* [DOCUMENT SECTION]:

Online grocery delivery services seeing overload during Covid-19 crisis

By Sarah Livingston

The demand for online grocery shopping has skyrocketed during the Covid-19 pandemic, causing panic for customers who aren’t able to leave their homes and a logistical nightmare for supermarkets. If you’re one of the lucky ones who is able to get an order through without having the website crash, you’re looking at a potential two-week wait for it to arrive… or longer.

Delivery slot availability at Asda in Ayr (March 27)

In the months leading up to the pandemic, online grocery shopping was becoming a popular way to do a weekly shop. But the current rise in online shopping has put huge pressure on the industry, and some companies are struggling to cope with the sudden change.

Aaron Bayne has just started as a delivery driver at Morrisons in Kilmarnock. The store, which is currently in the middle of renovations, had been set to launch its delivery service in Ayrshire on Monday. “its really quite manic in our store now as we come up to Monday” he says.

“We were originally looking at around 5 to 6 deliveries per driver, per shift on launch. We’re now looking at 15 to 20.” -Aaron Bayne

In order to keep essential items in stock, retailers, such as Tesco, have put limits on how many of the same product customers are allowed to purchase. The number of overall items allowed in an order at Tesco is capped at 80.

* [DIRECTIONS]: In the article on online grocery delivery, rewrite everything from "In order to" down to "capped at 80.", replacing "retailers" with "supermarkets".

* [SUPPLIED RECORDS]:

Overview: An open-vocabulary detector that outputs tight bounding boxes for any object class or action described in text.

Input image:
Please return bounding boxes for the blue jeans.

---

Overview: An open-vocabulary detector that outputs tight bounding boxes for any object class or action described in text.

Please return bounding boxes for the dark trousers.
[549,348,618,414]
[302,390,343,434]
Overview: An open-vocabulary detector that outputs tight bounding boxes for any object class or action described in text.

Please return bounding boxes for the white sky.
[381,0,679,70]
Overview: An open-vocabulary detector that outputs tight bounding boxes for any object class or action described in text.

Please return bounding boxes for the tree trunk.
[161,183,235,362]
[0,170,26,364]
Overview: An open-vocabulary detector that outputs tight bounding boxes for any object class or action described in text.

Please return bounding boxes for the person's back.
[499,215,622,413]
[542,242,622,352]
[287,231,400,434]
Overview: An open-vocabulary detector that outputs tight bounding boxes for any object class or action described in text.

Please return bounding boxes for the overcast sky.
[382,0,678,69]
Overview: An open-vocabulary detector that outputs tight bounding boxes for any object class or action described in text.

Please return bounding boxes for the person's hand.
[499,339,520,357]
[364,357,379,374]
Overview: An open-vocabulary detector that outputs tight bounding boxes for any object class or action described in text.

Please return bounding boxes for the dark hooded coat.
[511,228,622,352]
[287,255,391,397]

...

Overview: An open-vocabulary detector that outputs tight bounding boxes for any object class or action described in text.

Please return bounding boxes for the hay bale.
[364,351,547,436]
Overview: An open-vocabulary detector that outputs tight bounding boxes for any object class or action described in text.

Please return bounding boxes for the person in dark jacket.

* [EXERCISE RESULT]:
In order to keep essential items in stock, supermarkets, such as Tesco, have put limits on how many of the same product customers are allowed to purchase. The number of overall items allowed in an order at Tesco is capped at 80.